Data under study -

•••••

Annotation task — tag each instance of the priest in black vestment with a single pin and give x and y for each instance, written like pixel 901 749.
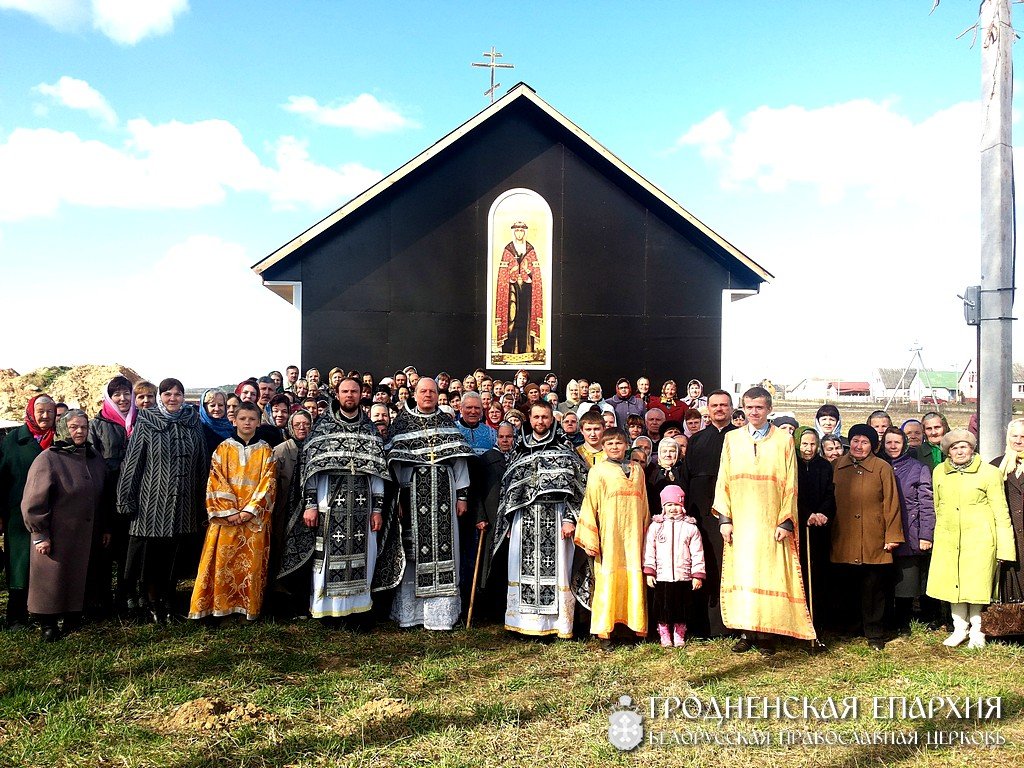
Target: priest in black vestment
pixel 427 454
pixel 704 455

•••••

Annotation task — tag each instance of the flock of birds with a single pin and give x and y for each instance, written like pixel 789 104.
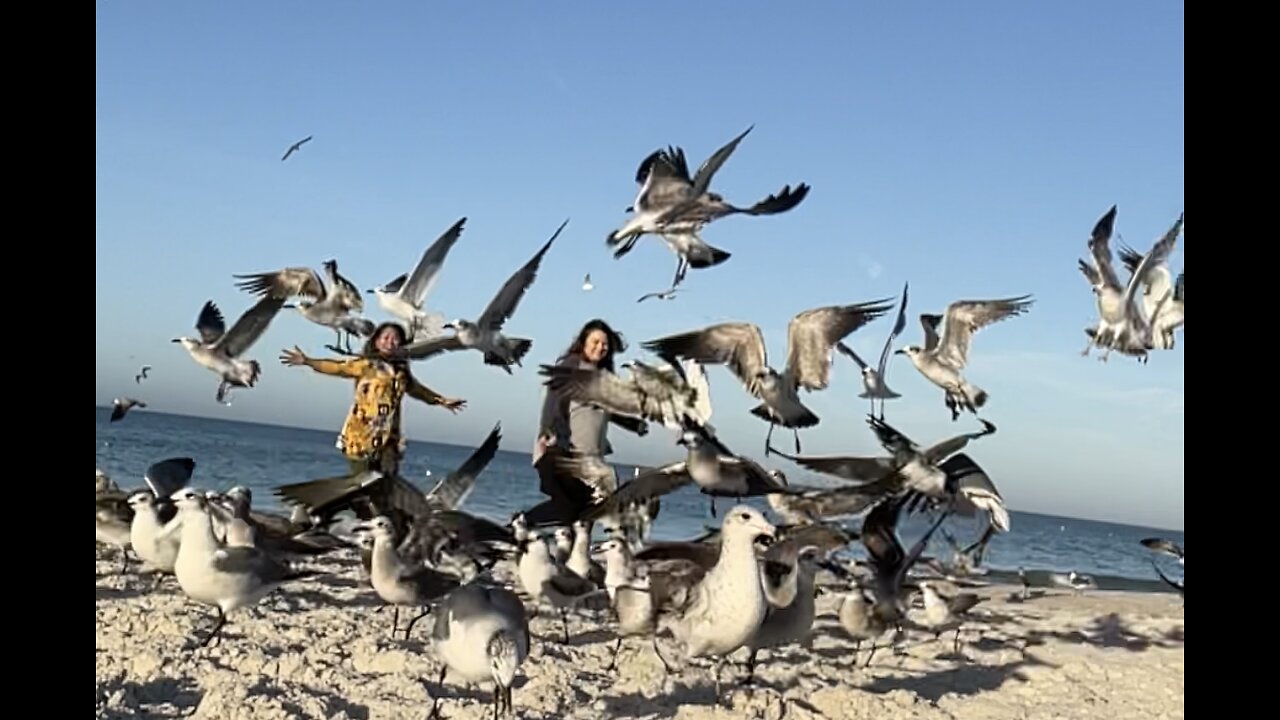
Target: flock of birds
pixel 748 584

•••••

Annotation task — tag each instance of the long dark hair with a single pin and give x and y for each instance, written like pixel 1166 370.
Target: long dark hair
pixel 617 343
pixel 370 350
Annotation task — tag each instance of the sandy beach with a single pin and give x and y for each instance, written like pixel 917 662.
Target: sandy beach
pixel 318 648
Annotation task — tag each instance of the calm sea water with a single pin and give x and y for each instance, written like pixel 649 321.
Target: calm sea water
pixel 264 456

•••••

Pull every line containing "give" from the entries above and copy it.

Annotation task — tag each instance of the priest in black vestment with a single pin and give x and y for each instance, written like pixel 901 749.
Annotation task — tag each instance of the flock of birds with a single pin and give x and y for each instance, written like pixel 789 104.
Annotation task — tag each instance of the long dark hair with a single pin and give x and y for each instance, written like pixel 1166 370.
Annotation task — tag each instance of the sandy beach with a single pin and give x and y for each instance, written like pixel 917 662.
Annotation task — tag each instance of the calm sea water with a single pin and give x and y for each instance, written like pixel 649 321.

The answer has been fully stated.